→ Brano di lettura
══════════

Bollettino Nicarahuac 146
In questo numero:
Pag. 1-2
RIUNIONE ASSOCIAZIONE ITALIA NICARAGUA
– DI FALLITI GOLPE E SINISTRE CONFUSE di M. Angelilli
Pag. 3-4-5
HONDURAS: CASO BERTA CACERES di Giorgio Trucchi
– CUBA FORUM SAN PAOLO (SOSTIENE  NICARAGUA) 
Pag. 6-7
BRASILE VERSO LE ELEZIONI DEL 7 OTTOBRE di Sergio Ferrari
Pag. 8
MURALES CHIESA SANTA MARIA DEL LOS ANGELES MANAGUA
 

Honduras Miriam Miranda: Parlare di Berta

Honduras: Miriam Miranda: “Parlare di Berta vuol dire parlare delle lotte che ci aspettano

L’eredità che ha lasciato al mondo

Tegucigalpa, 25 settembre (Rel-UITA | LINyM) -.

Il pensiero politico e l’eredità di Berta Cáceres sono stati gli argomenti al centro dell’incontro “No se agüiten, compas”, organizzato dalla RNDDHH1 e realizzato nell’ambito delle attività che hanno accompagnato l’inizio del processo contro gli imputati per l’omicidio della dirigente indigena lenca.

Miriam Miranda, coordinatrice di Ofraneh2, ha conversato con La Rel su questo momento così importante.

-In che contesto si svolge il processo?

-È un contesto ostile che rende complicata la ricerca della verità. Non dobbiamo dimenticare che subito dopo l’omicidio di Berta, lo Stato ha promosso una strategia per nascondere il vero motivo del crimine. Inoltre ha ordito una trama con l’evidente intenzione di distorcere la figura e il pensiero di Berta.

Non vogliono che si sappia che Berta è stata uccisa per il lavoro e le lotte portate avanti, insieme al Copinh3, per la difesa della terra e dei beni comuni, per i diritti dei popoli indigeni e contro il modello neoliberista, razzista e patriarcale che sviluppa progetti di morte.

Per questa ragione sul banco degli imputati non ci sono gli autori intellettuali del crimine, quelli che cioè hanno ordito e finanziato l’omicidio. Non hanno nemmeno accettato che il Copinh partecipasse come parte offesa, nè che i membri della famiglia Atala Zablah-4 fossero citati come testimoni del processo.
Per questa ragione, il pubblico ministero si è rifiutato un’infinità di volte di mettere a disposizione delle parti tutte le informazioni e le prove raccolte.

Lo Stato è complice e non c’è volontà politica di arrivare alla verità. Non ha nemmeno avuto la decenza di chiudere una volta per tutte il progetto idroelettrico Agua Zarca, che è la causa del conflitto che ha portato all’omicidio di Berta.

══════════

→ Estratto dei dati
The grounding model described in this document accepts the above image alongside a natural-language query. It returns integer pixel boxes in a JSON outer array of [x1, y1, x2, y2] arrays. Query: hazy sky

══════════

Modifica il brano su Berta Cáceres a partire da "-È un contesto" e fino a "progetti di morte.", riportandolo con "campagna" al posto di "strategia". I dati provengono da una fonte diversa da quella del brano.

-È un contesto ostile che rende complicata la ricerca della verità. Non dobbiamo dimenticare che subito dopo l’omicidio di Berta, lo Stato ha promosso una campagna per nascondere il vero motivo del crimine. Inoltre ha ordito una trama con l’evidente intenzione di distorcere la figura e il pensiero di Berta.

Non vogliono che si sappia che Berta è stata uccisa per il lavoro e le lotte portate avanti, insieme al Copinh3, per la difesa della terra e dei beni comuni, per i diritti dei popoli indigeni e contro il modello neoliberista, razzista e patriarcale che sviluppa progetti di morte.